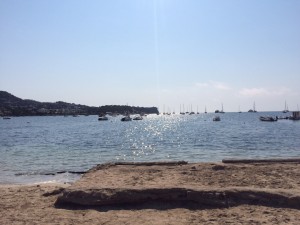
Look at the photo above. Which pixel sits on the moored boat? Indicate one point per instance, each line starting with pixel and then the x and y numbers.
pixel 216 118
pixel 126 118
pixel 102 117
pixel 138 118
pixel 295 115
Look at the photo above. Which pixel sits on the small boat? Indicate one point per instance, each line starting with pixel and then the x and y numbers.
pixel 138 118
pixel 252 110
pixel 216 118
pixel 101 118
pixel 268 118
pixel 286 110
pixel 126 118
pixel 295 115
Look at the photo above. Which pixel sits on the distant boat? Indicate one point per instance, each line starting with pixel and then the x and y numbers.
pixel 102 117
pixel 295 115
pixel 220 111
pixel 253 110
pixel 216 118
pixel 192 112
pixel 268 118
pixel 126 118
pixel 286 110
pixel 138 118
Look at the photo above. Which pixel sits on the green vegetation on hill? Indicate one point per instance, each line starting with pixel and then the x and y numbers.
pixel 11 105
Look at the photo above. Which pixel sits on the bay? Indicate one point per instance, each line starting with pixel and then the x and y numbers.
pixel 50 149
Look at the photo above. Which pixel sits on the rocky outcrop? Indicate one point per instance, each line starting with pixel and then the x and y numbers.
pixel 11 105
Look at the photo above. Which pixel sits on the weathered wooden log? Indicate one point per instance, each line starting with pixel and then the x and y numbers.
pixel 287 160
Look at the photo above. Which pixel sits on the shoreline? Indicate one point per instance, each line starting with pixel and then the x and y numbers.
pixel 37 204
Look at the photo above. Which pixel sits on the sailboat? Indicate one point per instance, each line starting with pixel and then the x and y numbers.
pixel 222 111
pixel 191 113
pixel 285 108
pixel 252 110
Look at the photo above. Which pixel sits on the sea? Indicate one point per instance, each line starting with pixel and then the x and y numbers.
pixel 48 149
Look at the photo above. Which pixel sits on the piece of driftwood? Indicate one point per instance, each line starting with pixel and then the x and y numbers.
pixel 218 197
pixel 287 160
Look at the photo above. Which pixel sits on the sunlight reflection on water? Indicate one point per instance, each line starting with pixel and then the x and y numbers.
pixel 76 144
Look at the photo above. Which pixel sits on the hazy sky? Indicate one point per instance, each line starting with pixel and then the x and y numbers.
pixel 153 52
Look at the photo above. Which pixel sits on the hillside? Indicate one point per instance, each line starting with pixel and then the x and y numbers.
pixel 11 105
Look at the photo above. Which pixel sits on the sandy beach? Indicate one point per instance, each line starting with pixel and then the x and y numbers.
pixel 243 185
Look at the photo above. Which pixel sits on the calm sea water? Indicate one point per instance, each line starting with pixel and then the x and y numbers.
pixel 40 149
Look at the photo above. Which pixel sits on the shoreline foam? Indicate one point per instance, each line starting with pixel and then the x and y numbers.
pixel 35 204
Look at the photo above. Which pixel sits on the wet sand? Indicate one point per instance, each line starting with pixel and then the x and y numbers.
pixel 37 204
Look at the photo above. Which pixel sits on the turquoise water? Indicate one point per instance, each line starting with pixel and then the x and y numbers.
pixel 42 149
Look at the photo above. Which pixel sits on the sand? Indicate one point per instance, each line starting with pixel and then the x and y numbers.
pixel 35 204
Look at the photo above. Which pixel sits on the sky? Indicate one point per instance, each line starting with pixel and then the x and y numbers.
pixel 163 53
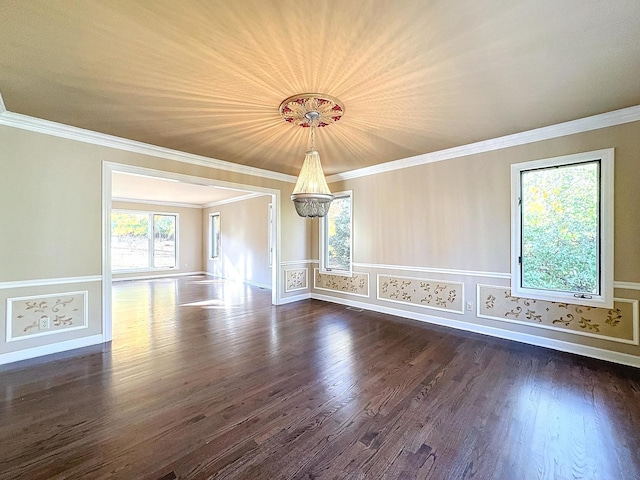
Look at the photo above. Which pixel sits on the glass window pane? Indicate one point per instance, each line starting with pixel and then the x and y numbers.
pixel 215 236
pixel 129 240
pixel 338 235
pixel 164 241
pixel 560 227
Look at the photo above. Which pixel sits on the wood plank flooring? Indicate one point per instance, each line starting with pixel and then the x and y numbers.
pixel 205 379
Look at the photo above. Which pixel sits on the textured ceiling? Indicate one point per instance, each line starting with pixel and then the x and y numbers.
pixel 415 76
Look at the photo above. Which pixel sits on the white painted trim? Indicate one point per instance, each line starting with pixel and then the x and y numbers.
pixel 28 353
pixel 257 284
pixel 25 122
pixel 595 122
pixel 604 298
pixel 460 312
pixel 210 257
pixel 447 271
pixel 156 202
pixel 151 277
pixel 342 291
pixel 107 324
pixel 322 241
pixel 150 237
pixel 306 281
pixel 295 298
pixel 634 341
pixel 626 285
pixel 241 198
pixel 9 313
pixel 50 281
pixel 592 352
pixel 297 262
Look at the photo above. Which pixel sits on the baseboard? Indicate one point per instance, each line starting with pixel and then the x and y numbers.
pixel 295 298
pixel 586 351
pixel 264 286
pixel 151 277
pixel 28 353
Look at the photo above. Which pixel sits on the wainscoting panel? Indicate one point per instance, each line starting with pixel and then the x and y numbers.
pixel 618 324
pixel 296 279
pixel 357 284
pixel 40 315
pixel 442 295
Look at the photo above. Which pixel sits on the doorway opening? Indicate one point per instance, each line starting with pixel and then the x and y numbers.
pixel 146 243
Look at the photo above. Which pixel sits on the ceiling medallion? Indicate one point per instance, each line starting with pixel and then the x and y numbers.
pixel 311 195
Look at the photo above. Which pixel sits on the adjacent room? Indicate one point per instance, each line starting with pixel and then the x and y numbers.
pixel 319 240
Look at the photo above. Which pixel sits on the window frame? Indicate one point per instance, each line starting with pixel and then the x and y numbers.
pixel 323 243
pixel 605 235
pixel 211 216
pixel 150 234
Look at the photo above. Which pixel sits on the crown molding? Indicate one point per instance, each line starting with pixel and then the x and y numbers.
pixel 47 127
pixel 595 122
pixel 233 200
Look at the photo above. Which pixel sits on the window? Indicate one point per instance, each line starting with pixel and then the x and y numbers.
pixel 143 240
pixel 336 237
pixel 214 235
pixel 562 229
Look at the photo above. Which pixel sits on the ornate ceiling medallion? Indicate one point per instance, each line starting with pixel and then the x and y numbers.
pixel 296 109
pixel 311 195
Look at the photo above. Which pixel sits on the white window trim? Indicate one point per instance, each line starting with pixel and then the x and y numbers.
pixel 605 299
pixel 211 257
pixel 322 243
pixel 150 267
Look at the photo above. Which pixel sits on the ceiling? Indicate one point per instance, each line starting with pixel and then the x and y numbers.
pixel 415 76
pixel 130 186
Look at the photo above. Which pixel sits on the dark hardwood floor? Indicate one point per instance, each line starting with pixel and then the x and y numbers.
pixel 206 379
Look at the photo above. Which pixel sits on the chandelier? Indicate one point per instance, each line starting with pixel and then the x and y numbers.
pixel 311 195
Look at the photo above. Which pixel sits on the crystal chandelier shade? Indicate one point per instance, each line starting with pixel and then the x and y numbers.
pixel 311 195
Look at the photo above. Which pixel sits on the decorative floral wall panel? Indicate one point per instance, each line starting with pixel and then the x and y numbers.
pixel 296 279
pixel 437 294
pixel 357 284
pixel 619 323
pixel 45 314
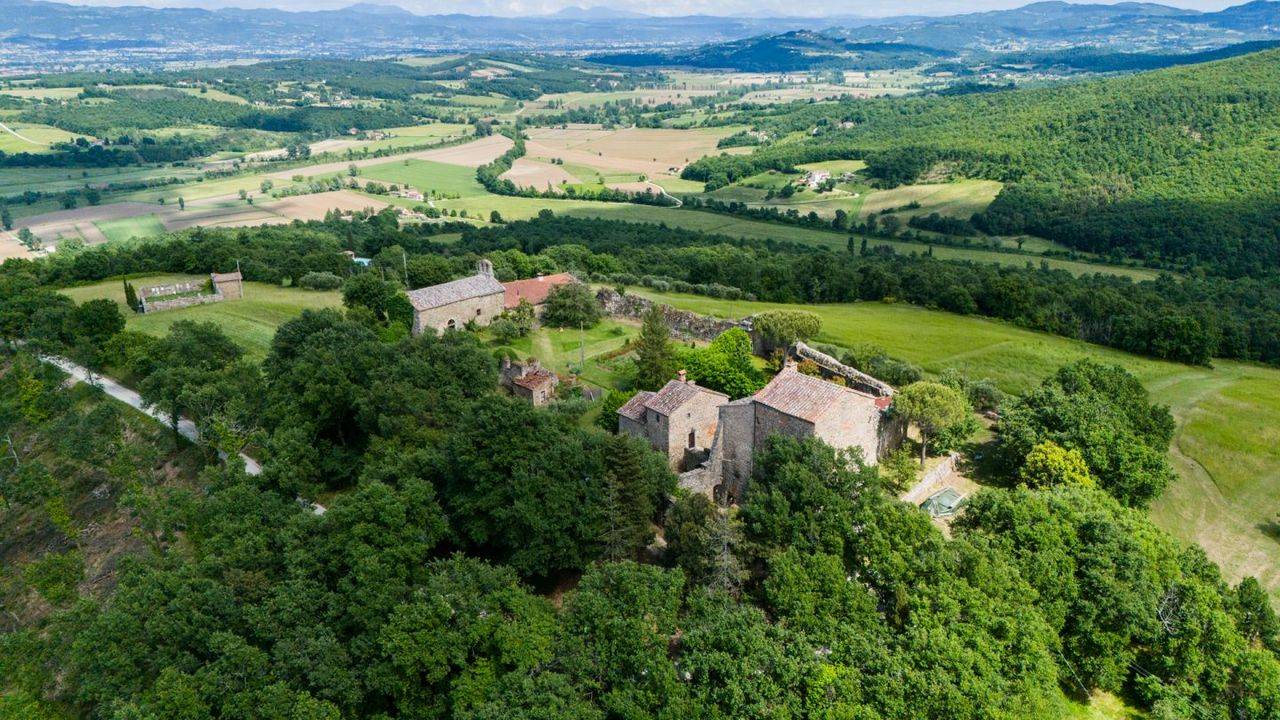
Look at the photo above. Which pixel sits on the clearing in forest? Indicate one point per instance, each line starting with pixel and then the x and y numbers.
pixel 1226 446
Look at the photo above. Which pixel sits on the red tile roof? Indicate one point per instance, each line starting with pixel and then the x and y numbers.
pixel 675 395
pixel 535 379
pixel 804 396
pixel 634 408
pixel 534 290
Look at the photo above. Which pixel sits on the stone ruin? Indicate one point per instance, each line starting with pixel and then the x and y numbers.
pixel 682 323
pixel 156 299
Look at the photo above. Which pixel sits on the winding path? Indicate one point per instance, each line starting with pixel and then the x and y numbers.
pixel 19 136
pixel 186 428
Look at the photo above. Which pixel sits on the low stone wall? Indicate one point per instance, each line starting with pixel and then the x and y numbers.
pixel 682 323
pixel 178 302
pixel 941 469
pixel 163 290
──────────
Objective
Rewrite the entries between the lines holding "Look at the photo above. Which pixel sits on the sky?" and "pixel 146 243", inclusive, changing "wood plank flooring" to "hardwood flooring" and keeping everything else the same. Omit the pictures from your answer.

Problem solution
Look at the photo above. Which pixel sits on the sky? Indicate one point per instance, each line starting with pixel and then the x and y numbers.
pixel 163 53
Look at the photo above. Which pixel sits on the glass window pane? Indicate one point per instance, each line starting with pixel and then the x and y numbers.
pixel 215 236
pixel 129 240
pixel 338 235
pixel 164 241
pixel 560 227
Look at the photo above. Which pixel sits on the hardwood flooring? Indicate one point per instance, each line starting with pixel and then the x and y numbers.
pixel 205 379
Look at the photo above. Which pixel sits on the textured ceiling? Indicate one point per instance, each line starting with pixel and then the x and y numbers.
pixel 415 76
Look at the photo above. Which pixel sits on the white painted trim? Indicate one point per instance, each line starting with pixel and then the x and y numbers.
pixel 28 353
pixel 257 284
pixel 25 122
pixel 595 122
pixel 604 298
pixel 460 312
pixel 210 257
pixel 447 271
pixel 156 202
pixel 151 277
pixel 342 291
pixel 107 324
pixel 322 241
pixel 150 237
pixel 306 281
pixel 295 298
pixel 634 341
pixel 626 285
pixel 241 198
pixel 9 313
pixel 50 281
pixel 592 352
pixel 297 262
Look at the photo above. Which pixel sits on the baseboard? Indicate one point per instance, each line starting with pixel and then the x and y numbers.
pixel 295 298
pixel 586 351
pixel 264 286
pixel 151 277
pixel 28 353
Look at the photo above. Which pixel sits on the wainscoting panel? Indicate one point per instance, each line starting with pixel and then the x and y numbers.
pixel 618 324
pixel 296 279
pixel 357 284
pixel 40 315
pixel 442 295
Look at the photo above. Which pixel sits on the doorway opening? Indicate one point per instance, each line starting with pixel and then the x and y numbers.
pixel 146 243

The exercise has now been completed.